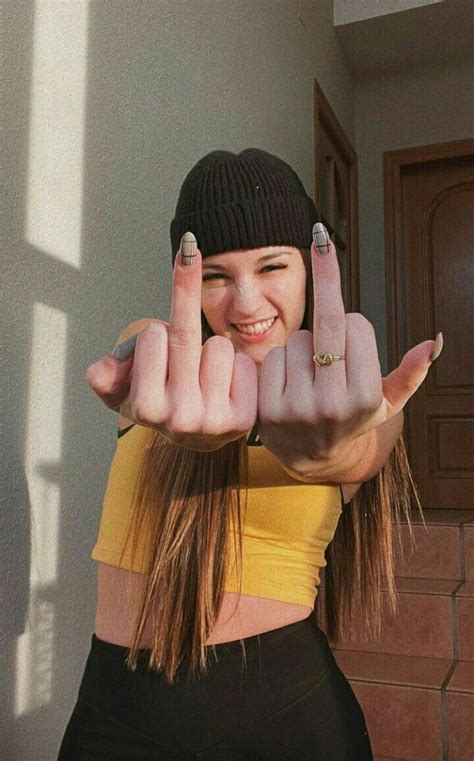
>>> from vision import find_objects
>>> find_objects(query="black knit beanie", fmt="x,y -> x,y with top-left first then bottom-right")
170,148 -> 321,262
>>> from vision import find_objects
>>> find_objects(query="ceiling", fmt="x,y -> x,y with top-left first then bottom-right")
334,0 -> 474,81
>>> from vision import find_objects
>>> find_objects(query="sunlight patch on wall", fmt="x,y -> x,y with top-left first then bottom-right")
25,0 -> 89,268
15,303 -> 67,716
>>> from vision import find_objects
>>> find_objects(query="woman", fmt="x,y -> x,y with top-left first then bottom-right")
59,149 -> 442,761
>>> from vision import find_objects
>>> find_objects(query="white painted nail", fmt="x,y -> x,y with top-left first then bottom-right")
313,222 -> 331,256
179,231 -> 197,267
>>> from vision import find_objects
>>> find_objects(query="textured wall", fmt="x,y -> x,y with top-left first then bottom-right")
355,57 -> 474,375
0,0 -> 354,761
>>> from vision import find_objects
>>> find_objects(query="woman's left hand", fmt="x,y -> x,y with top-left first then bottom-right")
257,223 -> 441,465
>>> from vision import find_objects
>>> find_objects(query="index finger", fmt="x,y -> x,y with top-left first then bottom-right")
311,222 -> 346,381
168,232 -> 202,395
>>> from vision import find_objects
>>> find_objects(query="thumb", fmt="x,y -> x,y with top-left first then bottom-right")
382,333 -> 443,412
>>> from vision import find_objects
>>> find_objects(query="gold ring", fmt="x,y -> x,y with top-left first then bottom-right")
313,351 -> 345,366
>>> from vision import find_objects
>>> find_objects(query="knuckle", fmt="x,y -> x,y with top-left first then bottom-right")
168,411 -> 199,436
203,335 -> 235,355
130,398 -> 160,426
316,312 -> 346,331
346,312 -> 375,333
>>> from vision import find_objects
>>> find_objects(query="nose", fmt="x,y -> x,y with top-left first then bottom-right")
229,280 -> 264,322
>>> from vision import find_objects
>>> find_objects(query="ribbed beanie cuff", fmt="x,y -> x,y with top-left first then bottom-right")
170,148 -> 320,262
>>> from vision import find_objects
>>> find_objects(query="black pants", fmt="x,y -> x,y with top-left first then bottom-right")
57,613 -> 373,761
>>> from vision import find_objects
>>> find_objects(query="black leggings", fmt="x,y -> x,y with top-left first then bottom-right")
57,613 -> 373,761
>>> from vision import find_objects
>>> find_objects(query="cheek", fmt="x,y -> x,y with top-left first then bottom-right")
201,288 -> 226,325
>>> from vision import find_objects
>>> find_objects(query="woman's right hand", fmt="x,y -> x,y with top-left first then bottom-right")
86,243 -> 258,452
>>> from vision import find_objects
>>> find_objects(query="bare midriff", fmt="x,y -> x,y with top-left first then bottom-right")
95,563 -> 312,648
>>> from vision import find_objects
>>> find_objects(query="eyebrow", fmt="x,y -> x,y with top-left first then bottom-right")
202,251 -> 293,271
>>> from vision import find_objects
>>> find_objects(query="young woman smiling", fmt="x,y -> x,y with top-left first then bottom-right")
59,149 -> 440,761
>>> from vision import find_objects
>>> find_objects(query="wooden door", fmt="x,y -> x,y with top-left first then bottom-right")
384,140 -> 474,510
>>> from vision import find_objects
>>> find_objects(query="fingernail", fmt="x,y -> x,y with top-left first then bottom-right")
179,232 -> 197,267
430,333 -> 443,362
112,333 -> 138,362
313,222 -> 331,256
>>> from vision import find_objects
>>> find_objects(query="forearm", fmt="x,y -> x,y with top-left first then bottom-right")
280,410 -> 404,484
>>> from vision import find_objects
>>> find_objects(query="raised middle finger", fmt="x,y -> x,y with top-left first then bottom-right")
168,232 -> 202,400
311,223 -> 346,386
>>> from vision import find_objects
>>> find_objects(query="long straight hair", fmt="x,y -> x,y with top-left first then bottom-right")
122,248 -> 421,684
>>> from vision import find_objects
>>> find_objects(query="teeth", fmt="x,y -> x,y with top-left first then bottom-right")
236,317 -> 276,335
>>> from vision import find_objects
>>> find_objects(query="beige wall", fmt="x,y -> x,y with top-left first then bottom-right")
0,0 -> 469,761
355,56 -> 474,368
0,0 -> 354,761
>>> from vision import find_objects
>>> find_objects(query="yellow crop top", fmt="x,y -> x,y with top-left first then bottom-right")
92,425 -> 342,608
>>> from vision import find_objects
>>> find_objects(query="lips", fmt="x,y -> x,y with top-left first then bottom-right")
232,317 -> 278,343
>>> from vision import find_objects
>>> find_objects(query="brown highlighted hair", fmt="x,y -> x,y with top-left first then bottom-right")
118,248 -> 422,684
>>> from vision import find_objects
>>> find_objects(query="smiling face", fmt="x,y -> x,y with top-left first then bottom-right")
201,246 -> 306,370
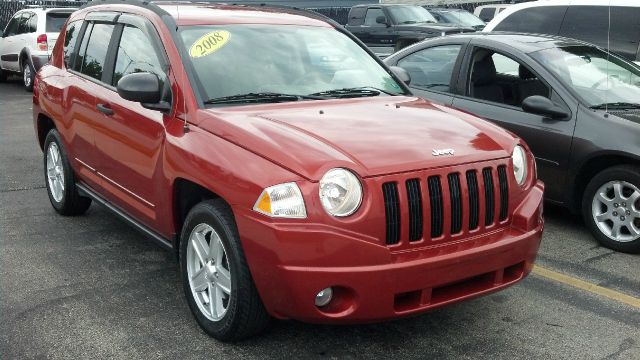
***
• **İstenen**
Yukarıdaki verilerin bütün satırlarını, resimleri yanıta almadan, hiçbir şeyi değiştirmeden yeniden yazar mısın?

• **Alıştırmanın Çözümü**
>>> from vision import find_objects
>>> find_objects(query="black knit beanie", fmt="x,y -> x,y with top-left first then bottom-right")
170,148 -> 321,262
>>> from vision import find_objects
>>> find_objects(query="ceiling", fmt="x,y -> x,y with top-left first then bottom-right")
334,0 -> 474,81
>>> from vision import find_objects
>>> find_objects(query="sunlight patch on wall", fmt="x,y -> x,y with top-left first then bottom-right")
25,0 -> 89,268
15,303 -> 67,716
>>> from vision import find_objects
>>> find_objects(query="woman", fmt="x,y -> x,y with top-left first then bottom-right")
59,149 -> 442,761
>>> from vision import find_objects
>>> find_objects(query="white painted nail", fmt="x,y -> x,y with top-left first then bottom-right")
313,222 -> 331,256
179,231 -> 197,267
>>> from vision import find_objects
>>> find_objects(query="textured wall", fmt="x,y -> x,y with top-left first then bottom-right")
355,57 -> 474,375
0,0 -> 354,761
>>> from vision import find_objects
>>> find_objects(query="woman's left hand", fmt="x,y -> x,y with top-left first then bottom-right")
257,223 -> 441,465
>>> from vision import find_objects
>>> find_objects(query="index finger", fmt="x,y -> x,y with top-left first then bottom-right")
311,222 -> 346,381
168,232 -> 202,395
>>> from vision import find_objects
>>> find_objects(query="thumb", fmt="x,y -> x,y with top-left first then bottom-right")
382,333 -> 443,412
>>> from vision import find_objects
>>> find_objects(query="gold ring", fmt="x,y -> x,y with top-left first then bottom-right")
313,351 -> 345,366
>>> from vision import find_objects
>>> find_objects(query="knuckle", fmt="x,y -> x,y with top-left first then bottom-right")
168,411 -> 199,436
203,335 -> 235,355
130,398 -> 160,426
316,312 -> 346,331
346,312 -> 375,333
>>> from vision import find_objects
>>> find_objects(query="nose", fmt="x,y -> x,y with top-left first then bottom-right")
229,280 -> 264,322
>>> from vision import find_objects
>>> find_objects(query="ribbed beanie cuff", fmt="x,y -> x,y with top-left first then bottom-right")
170,148 -> 320,262
>>> from vision import find_objects
>>> find_objects(query="black pants", fmt="x,y -> x,y with top-left first then bottom-right")
57,613 -> 373,761
>>> from vision import find_objects
>>> find_objects(query="black leggings", fmt="x,y -> x,y with top-left first then bottom-right")
57,613 -> 373,761
>>> from vision import find_objects
>>> find_objects(query="cheek", fmt="x,y -> x,y with top-left first then bottom-right")
201,288 -> 226,325
>>> from vision import find_objects
>>> find_objects(query="woman's right hand", fmt="x,y -> x,y with top-left first then bottom-right")
86,243 -> 258,452
>>> from vision import find_objects
>>> find_objects(query="bare midriff", fmt="x,y -> x,y with top-left first then bottom-right")
95,563 -> 312,648
>>> from vision import find_objects
>>> find_objects(query="eyebrow", fmt="x,y -> x,y with top-left first then bottom-right")
202,251 -> 293,271
>>> from vision import find_objects
>>> find_objects(query="young woman smiling", fmt="x,y -> x,y with top-left first then bottom-right")
59,149 -> 440,761
>>> from vision import find_objects
>>> find_objects(query="wooden door", fmt="x,y -> x,y with top-left first then bottom-right")
384,140 -> 474,510
>>> from vision import find_objects
>>> find_objects(query="fingernail", fmt="x,y -> x,y with top-left first then bottom-right")
179,232 -> 197,267
430,333 -> 443,362
112,333 -> 138,362
313,222 -> 331,256
>>> from vision import find_objects
>>> find_objects(query="forearm", fmt="x,y -> x,y with top-left first then bottom-right")
280,410 -> 404,484
>>> from vision import find_objects
>>> find_objects(query="raised middle finger", fmt="x,y -> x,y with top-left first then bottom-right")
168,232 -> 202,400
311,223 -> 346,386
>>> from vision import find_objects
>>> find_objects(query="long straight hair", fmt="x,y -> x,y with top-left first then bottom-right")
122,248 -> 421,684
>>> from vision import find_objects
>>> find_objects(query="teeth", fmt="x,y -> x,y with top-left first then bottom-right")
236,317 -> 276,335
>>> from vision import find_objects
>>> find_objects(query="beige wall", fmt="x,y -> x,y with top-left first then bottom-right")
0,0 -> 469,761
355,56 -> 474,368
0,0 -> 354,761
>>> from vision import find_objects
>>> find_objects(query="yellow crop top", fmt="x,y -> x,y with top-left first then bottom-right")
92,425 -> 342,608
>>> from vision import find_objects
>>> find_objects(query="lips", fmt="x,y -> x,y with top-left first then bottom-right")
232,317 -> 278,343
>>> from vision import find_objects
>>> find_objects(query="brown highlighted hair", fmt="x,y -> x,y with top-left first then bottom-right")
118,248 -> 422,684
>>> from vision import find_objects
>>> find_objects(query="smiling face", fmt="x,y -> x,y with top-left first then bottom-right")
201,246 -> 306,370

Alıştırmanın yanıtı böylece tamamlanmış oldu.